# Fonction

• Oct 18th 2007, 07:22 AM
iceman1
Fonction
Hello Guys

I Need some Help in Fonctions
The function f is set to R:
F (x) = 3x 4x ^ 2 -1/2

1. Calculate f (-1), f (-1/2), f (1 / 2) and f (1) { i did this)
2. Proving that the equation f (x) = 0 admits three distinct solutions, ranging from
-1 And 1

3. Let x = cos (alfa)
Express cos3 (alfa), according to cos (alfa)
2. Determiner solutions of the equation f (x) = 0

my second question for x between 0 and 2pie, solve cos(4x)=sin(2x) {edit : i solved this No need to solve it again lol:D

and my last question :
Prove that the equation sinx -1/2 = 0
In admits } 0, 2 (pi) {a unique solution

Thanks In Advance :)
• Oct 18th 2007, 07:49 AM
earboth
Quote:

Originally Posted by iceman1
...
and my last question :
Prove that the equation sinx -1/2 = 0
In admits } 0, 2 (pi) {a unique solution

Hello,

if I understand your question right you are looking for the solutions of

$\sin(x) - \frac12 = 0~,\ x \in\ [0, 2\pi ]~\iff~\sin(x)=\frac12$

Then you get 2 (two) solutions: $x = \frac16 \cdot \pi~\vee~x = \frac56 \cdot \pi$ (see attachment)

**Data rows**

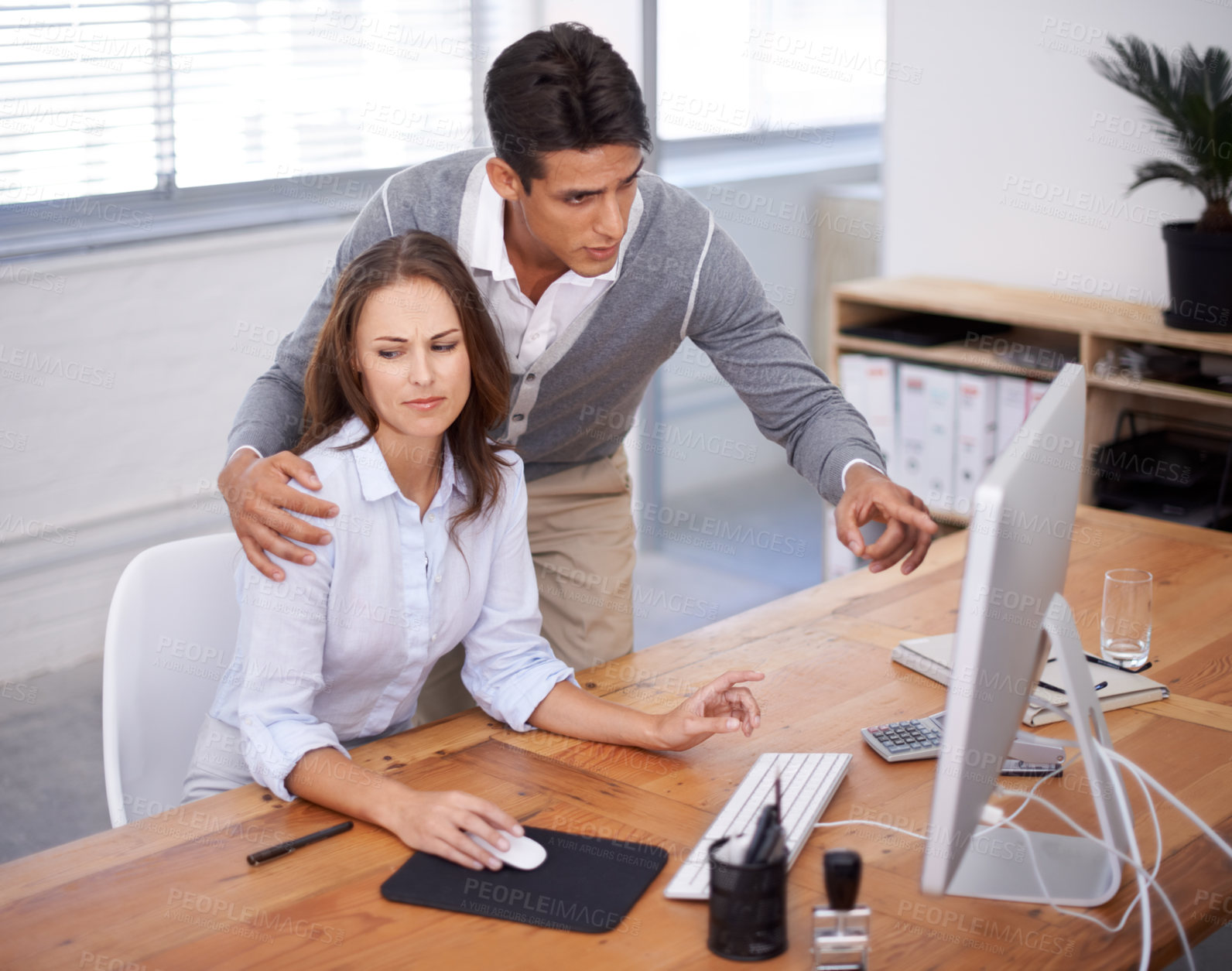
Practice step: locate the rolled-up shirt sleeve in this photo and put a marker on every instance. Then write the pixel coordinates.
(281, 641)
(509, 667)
--
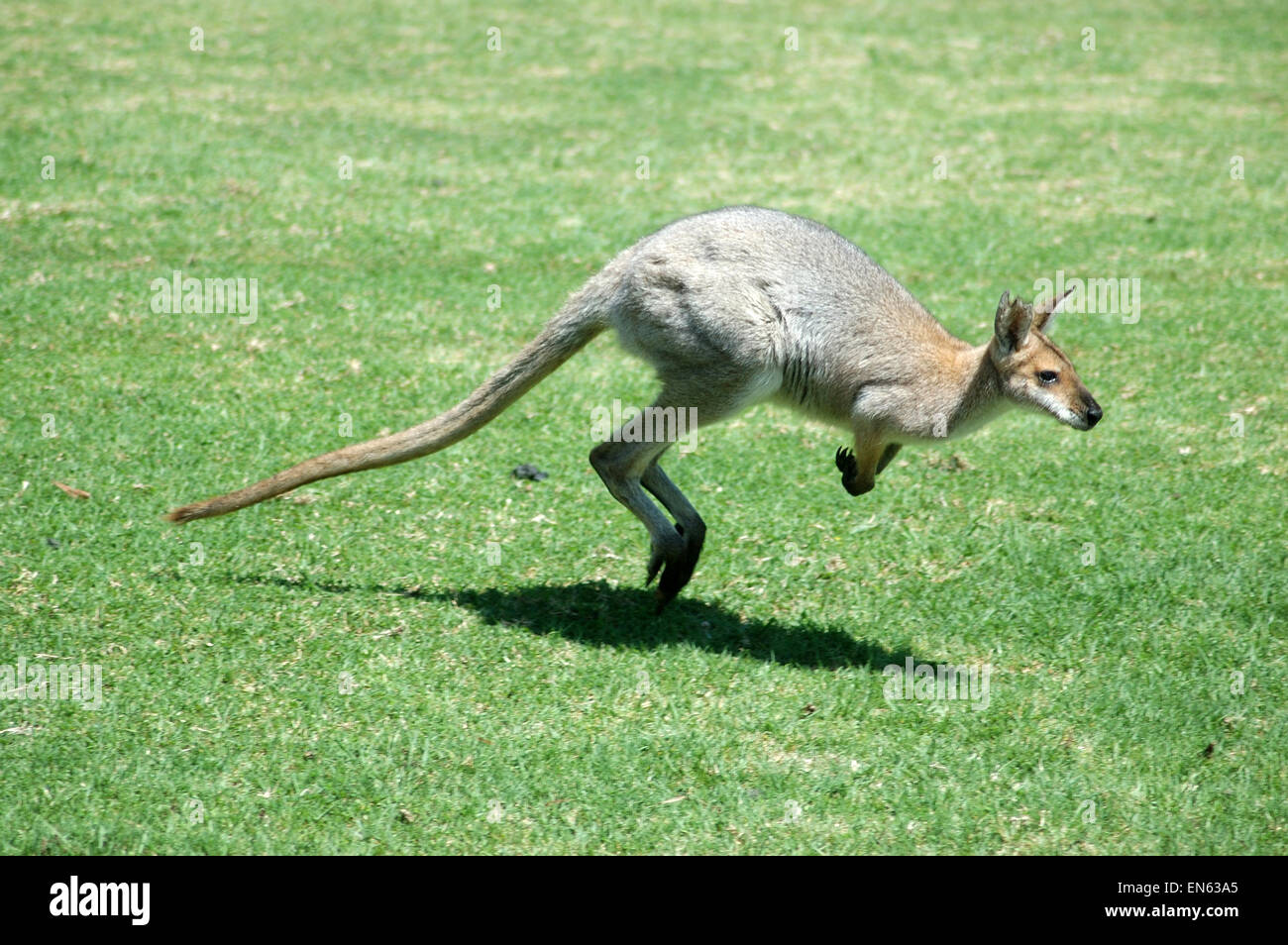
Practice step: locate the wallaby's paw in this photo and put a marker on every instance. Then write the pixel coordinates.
==
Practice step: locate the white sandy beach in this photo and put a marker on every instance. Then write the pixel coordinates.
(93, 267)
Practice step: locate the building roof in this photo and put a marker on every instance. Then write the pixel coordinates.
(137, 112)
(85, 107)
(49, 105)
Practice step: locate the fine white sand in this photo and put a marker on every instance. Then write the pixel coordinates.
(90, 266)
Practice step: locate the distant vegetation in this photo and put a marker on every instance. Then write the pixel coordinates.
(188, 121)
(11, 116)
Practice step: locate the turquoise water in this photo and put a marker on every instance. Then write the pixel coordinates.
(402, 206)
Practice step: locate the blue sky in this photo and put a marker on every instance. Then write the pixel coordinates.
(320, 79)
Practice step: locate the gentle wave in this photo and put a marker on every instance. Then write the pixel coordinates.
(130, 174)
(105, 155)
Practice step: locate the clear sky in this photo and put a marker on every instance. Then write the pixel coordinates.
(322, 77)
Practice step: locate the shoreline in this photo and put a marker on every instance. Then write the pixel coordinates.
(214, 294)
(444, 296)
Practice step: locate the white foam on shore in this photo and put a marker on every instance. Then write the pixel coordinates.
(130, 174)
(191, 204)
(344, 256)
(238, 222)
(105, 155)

**Directive 1**
Print the part of the forum thread that begins with the words containing "1. Calculate f" and ends with "to cos (alfa)".
**Directive 2**
Translate this sentence from the forum thread into Spanish: "Calculate f (-1), f (-1/2), f (1 / 2) and f (1)".
Rely solely on the forum thread for what comes next.

**Exercise solution 1**
1. Calculate f (-1), f (-1/2), f (1 / 2) and f (1) { i did this)
2. Proving that the equation f (x) = 0 admits three distinct solutions, ranging from
-1 And 1

3. Let x = cos (alfa)
Express cos3 (alfa), according to cos (alfa)

**Exercise solution 2**
Calcule f (-1), f (-1/2), f (1 / 2) y f (1).